>> START Excerpt

With the passing of Jack Layton and the resignation of Michael Ignatieff two of Canada's three principal federal parties are searching for new leaders.
While the dynamics of the Liberal Party leadership race have yet to emerge, the NDP race is shaping up to be a contest between Brian Topp and Thomas Mulcair.
With Mr. Topp gaining significant early support, the NDP has begun a debate over whether a candidate with no parliamentary experience can be expected to head a party contending for government.
Beyond a few notable exceptions – think Brian Mulroney and Mr. Layton – very few people have become leader of a major political party with no parliamentary experience. The logic, therefore, appears to be against Mr. Topp: a leader of the opposition and of a largely rookie caucus should have the parliamentary experience necessary to stare down a prime minister at the top of his game.
What does the evidence say? Do parties perform better after electing a new leader with no parliamentary experience? Or, does longer parliamentary experience prior to leadership lead to greater electoral success?

>> END Excerpt
>> START Dataset extract

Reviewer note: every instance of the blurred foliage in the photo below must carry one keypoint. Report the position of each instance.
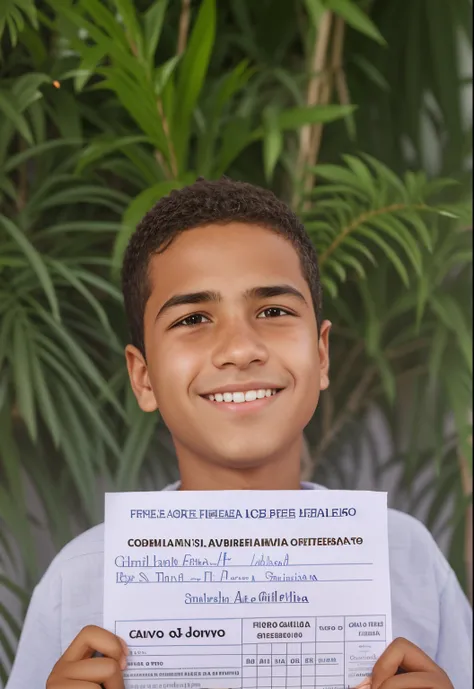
(107, 106)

>> END Dataset extract

Problem 1 >> In the piece on Canadian party leadership, which two candidates is the NDP race shaping up to be a contest between?
Problem 2 >> Continue the piece on Canadian party leadership from where it stops.

Right answer 1 >> Brian Topp and Thomas Mulcair.

Right answer 2 >>
This is ultimately an empirical question, so we collected data on every leader of the Conservatives, Liberals, New Democrats, Bloc Québécois, and Reform/Canadian Alliance, with the exception of John A. Macdonald and George Brown (as neither could have had experience in Canada’s Parliament prior to its creation in 1867).
We determined how many years each had served in the House of Commons and in provincial parliaments before being elected leader. We likewise observed how many seats they won in Parliament in each election in which they were leader. For fair comparison, we converted this to the percentage of seats in the Commons, as the number of MPs has increased over time.
What do the data say about the importance of parliamentary experience prior to being elected leader? On average, those with federal experience prior to their selection as leaders are not obviously more successful than those without this experience. Those with experience win on average 12 more seats (in a 308 seat Commons). If we control for the effects of which party leaders head, there is still no obvious bonus, with experienced leaders winning a statistically indistinguishable 12 seats less than those without parliamentary experience.
If we consider only the first elections in which these individuals are leaders, there is still no obvious effect. Leaders with experience, on average, win 12 fewer seats, but the data are too scattered to draw firm conclusions. If we consider provincial legislative experience, there is still no obvious advantage or disadvantage.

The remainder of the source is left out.